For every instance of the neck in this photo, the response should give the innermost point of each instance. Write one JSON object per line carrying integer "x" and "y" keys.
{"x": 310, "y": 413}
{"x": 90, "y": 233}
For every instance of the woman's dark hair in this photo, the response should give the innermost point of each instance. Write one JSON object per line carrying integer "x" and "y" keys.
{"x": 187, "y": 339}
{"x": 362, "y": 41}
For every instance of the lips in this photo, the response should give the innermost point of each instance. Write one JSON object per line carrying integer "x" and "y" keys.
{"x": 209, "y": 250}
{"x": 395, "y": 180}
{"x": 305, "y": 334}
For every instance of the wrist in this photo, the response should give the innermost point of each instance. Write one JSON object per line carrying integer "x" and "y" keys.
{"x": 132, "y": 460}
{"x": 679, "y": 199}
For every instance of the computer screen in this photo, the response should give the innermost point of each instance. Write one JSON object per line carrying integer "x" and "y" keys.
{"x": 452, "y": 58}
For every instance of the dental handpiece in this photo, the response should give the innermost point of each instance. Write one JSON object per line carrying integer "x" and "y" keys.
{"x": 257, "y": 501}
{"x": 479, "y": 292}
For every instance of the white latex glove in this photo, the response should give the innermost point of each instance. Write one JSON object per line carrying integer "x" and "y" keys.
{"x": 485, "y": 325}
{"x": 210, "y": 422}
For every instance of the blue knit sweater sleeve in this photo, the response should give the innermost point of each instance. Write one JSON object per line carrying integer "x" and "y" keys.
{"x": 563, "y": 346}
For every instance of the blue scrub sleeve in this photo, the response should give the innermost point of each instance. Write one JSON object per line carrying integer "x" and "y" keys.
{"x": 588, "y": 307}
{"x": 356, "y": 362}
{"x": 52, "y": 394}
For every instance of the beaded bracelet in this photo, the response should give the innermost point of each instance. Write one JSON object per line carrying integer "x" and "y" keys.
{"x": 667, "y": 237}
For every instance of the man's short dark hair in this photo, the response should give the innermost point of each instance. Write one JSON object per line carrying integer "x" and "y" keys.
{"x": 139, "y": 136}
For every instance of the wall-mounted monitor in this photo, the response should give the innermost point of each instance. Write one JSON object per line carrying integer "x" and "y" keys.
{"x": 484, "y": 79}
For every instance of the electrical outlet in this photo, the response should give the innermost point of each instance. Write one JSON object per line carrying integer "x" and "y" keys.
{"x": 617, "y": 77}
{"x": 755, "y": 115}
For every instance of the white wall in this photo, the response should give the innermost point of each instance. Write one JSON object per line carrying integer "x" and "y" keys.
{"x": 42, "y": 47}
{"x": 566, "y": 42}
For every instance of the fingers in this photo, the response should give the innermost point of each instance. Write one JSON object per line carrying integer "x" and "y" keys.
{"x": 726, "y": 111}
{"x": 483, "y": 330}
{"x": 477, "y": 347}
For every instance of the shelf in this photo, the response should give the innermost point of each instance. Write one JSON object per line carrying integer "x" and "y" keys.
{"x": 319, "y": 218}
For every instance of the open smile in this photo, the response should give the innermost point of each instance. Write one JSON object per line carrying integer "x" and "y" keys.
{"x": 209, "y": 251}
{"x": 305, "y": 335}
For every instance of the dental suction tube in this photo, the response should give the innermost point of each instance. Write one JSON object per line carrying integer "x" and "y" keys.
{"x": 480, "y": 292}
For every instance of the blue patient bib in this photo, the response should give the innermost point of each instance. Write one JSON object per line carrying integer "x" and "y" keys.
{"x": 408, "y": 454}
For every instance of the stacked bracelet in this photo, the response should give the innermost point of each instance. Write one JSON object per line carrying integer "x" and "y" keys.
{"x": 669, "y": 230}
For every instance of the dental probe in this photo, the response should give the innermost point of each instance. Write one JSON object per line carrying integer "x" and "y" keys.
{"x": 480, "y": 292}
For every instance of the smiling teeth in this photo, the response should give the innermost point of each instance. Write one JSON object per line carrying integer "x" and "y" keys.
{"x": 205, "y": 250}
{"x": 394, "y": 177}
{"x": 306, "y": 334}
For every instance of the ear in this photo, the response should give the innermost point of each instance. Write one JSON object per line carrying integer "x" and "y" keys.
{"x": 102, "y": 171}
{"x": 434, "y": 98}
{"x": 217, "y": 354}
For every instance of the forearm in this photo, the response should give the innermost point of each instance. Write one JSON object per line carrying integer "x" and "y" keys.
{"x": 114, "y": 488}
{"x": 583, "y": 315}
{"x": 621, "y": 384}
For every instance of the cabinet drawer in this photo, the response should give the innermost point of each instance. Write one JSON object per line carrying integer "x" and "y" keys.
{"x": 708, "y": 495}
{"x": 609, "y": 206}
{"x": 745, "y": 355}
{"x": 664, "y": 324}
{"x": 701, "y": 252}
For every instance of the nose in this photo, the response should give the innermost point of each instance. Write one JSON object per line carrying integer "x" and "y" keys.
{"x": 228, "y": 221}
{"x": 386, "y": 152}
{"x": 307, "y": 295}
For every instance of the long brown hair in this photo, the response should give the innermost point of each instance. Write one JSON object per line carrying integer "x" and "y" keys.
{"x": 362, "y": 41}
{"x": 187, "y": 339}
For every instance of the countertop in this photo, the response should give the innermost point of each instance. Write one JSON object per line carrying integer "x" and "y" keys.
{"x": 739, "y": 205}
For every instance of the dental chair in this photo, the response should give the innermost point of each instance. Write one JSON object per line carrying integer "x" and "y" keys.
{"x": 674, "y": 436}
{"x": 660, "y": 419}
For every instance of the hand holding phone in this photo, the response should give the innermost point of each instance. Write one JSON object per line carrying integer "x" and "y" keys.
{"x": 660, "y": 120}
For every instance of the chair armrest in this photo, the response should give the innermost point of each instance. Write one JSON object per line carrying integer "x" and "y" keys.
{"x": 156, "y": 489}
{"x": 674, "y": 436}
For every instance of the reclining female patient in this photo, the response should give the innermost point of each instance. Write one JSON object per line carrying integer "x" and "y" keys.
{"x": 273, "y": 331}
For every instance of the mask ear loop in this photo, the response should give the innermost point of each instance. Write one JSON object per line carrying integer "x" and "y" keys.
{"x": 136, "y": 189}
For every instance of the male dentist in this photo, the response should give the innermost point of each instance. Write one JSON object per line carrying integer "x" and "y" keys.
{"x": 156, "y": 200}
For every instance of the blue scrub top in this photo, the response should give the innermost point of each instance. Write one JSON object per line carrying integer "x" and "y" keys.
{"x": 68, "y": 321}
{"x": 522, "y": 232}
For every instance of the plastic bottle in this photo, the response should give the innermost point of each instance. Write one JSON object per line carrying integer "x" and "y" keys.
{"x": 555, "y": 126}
_____
__Task statement__
Starting at the line that contains "For every instance of the plastic" and ending at the close of the material, reproduce each line, requests included, with every x and y coordinate in the answers increased by 115.

__The answer__
For every instance of the plastic bottle in this photo, the response should give the innermost point of each instance. Write one JSON object per line carrying integer "x" and "y" keys.
{"x": 670, "y": 241}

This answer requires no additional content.